Of all the lines below, return only those starting with the line holding "Each instance of the concrete" and going on through the line holding "Each instance of the seat", exactly as written.

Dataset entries

__________________________________________________

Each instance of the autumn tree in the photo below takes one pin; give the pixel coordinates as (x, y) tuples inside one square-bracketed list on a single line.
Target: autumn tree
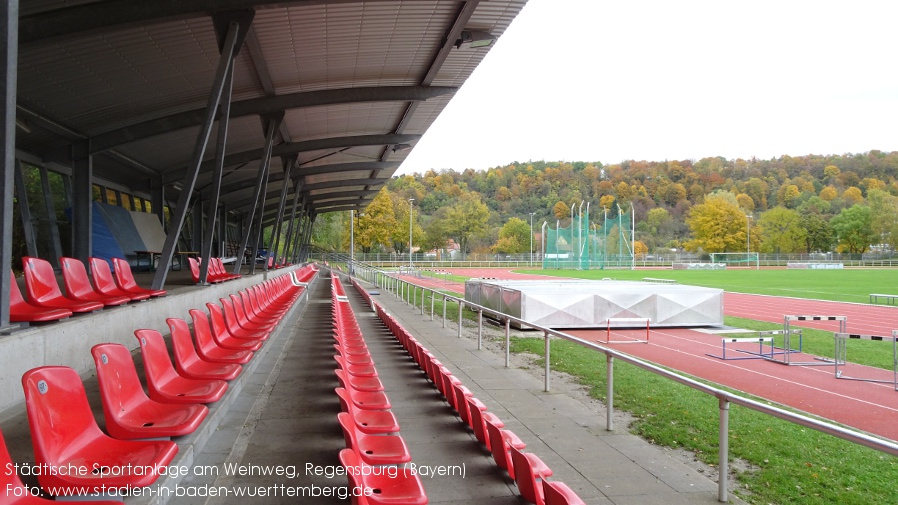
[(561, 210), (377, 224), (514, 237), (853, 229), (818, 235), (466, 219), (781, 231), (718, 225)]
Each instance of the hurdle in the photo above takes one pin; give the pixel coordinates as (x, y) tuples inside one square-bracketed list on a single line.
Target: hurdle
[(627, 321), (753, 355), (787, 344), (841, 354)]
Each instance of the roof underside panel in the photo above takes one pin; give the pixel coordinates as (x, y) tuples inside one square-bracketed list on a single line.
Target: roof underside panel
[(141, 87)]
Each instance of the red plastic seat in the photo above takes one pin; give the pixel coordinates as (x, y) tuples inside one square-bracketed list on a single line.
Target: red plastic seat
[(367, 384), (129, 413), (233, 326), (401, 488), (355, 370), (529, 473), (21, 311), (15, 491), (558, 493), (374, 450), (125, 279), (163, 382), (372, 422), (78, 286), (43, 290), (188, 363), (478, 424), (500, 443), (105, 283), (65, 434), (220, 335)]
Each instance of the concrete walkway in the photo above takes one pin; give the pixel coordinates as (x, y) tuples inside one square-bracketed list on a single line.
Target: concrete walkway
[(285, 420)]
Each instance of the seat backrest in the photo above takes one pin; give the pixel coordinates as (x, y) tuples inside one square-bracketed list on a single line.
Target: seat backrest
[(194, 269), (182, 342), (498, 446), (15, 294), (525, 477), (102, 275), (157, 365), (349, 429), (40, 280), (123, 276), (120, 387), (558, 493), (58, 413), (74, 276), (217, 324)]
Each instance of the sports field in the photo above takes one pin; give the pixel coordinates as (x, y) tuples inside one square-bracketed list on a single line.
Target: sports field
[(847, 285)]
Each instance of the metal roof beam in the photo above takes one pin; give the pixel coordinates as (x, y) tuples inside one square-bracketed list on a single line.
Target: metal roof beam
[(118, 14), (291, 148), (268, 105)]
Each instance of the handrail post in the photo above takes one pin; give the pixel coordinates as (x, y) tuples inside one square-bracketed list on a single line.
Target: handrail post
[(723, 443), (479, 329), (548, 364), (609, 392), (507, 342)]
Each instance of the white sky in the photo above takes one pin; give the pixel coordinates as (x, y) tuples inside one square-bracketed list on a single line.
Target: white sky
[(610, 80)]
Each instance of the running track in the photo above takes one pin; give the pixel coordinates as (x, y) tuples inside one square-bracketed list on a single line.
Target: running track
[(871, 407)]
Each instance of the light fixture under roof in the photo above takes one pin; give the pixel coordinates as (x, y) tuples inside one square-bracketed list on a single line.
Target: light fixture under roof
[(473, 39)]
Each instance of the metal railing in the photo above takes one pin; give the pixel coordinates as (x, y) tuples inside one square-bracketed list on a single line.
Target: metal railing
[(409, 292)]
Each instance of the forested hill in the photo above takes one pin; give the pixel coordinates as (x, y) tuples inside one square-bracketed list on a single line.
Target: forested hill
[(794, 202)]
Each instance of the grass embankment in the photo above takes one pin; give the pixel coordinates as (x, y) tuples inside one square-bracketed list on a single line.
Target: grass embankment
[(790, 464)]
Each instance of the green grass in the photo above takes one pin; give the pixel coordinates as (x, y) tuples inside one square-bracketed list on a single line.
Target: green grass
[(789, 463), (847, 285)]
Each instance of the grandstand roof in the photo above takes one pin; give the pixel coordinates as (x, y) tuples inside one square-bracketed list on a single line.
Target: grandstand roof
[(357, 82)]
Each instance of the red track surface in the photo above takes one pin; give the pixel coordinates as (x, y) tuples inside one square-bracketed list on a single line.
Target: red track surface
[(867, 406)]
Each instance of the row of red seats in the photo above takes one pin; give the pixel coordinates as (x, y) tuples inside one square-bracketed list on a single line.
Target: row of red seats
[(526, 469), (217, 272), (369, 428), (47, 303), (66, 435)]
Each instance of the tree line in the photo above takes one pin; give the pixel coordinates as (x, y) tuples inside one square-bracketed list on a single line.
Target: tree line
[(805, 204)]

__________________________________________________

- **Answer for this exercise**
Each instance of the concrete walkway in the photo above takes one pin; give the pixel coordinates as (x, y) tuples inside one square-bracketed list on a single line.
Target: concrete walkway
[(285, 420)]
Each instance of the seat backrest in the photo above takes one pin; give the pixel coordinates as (x, y) tuples inside one square-bracketed list on a single line.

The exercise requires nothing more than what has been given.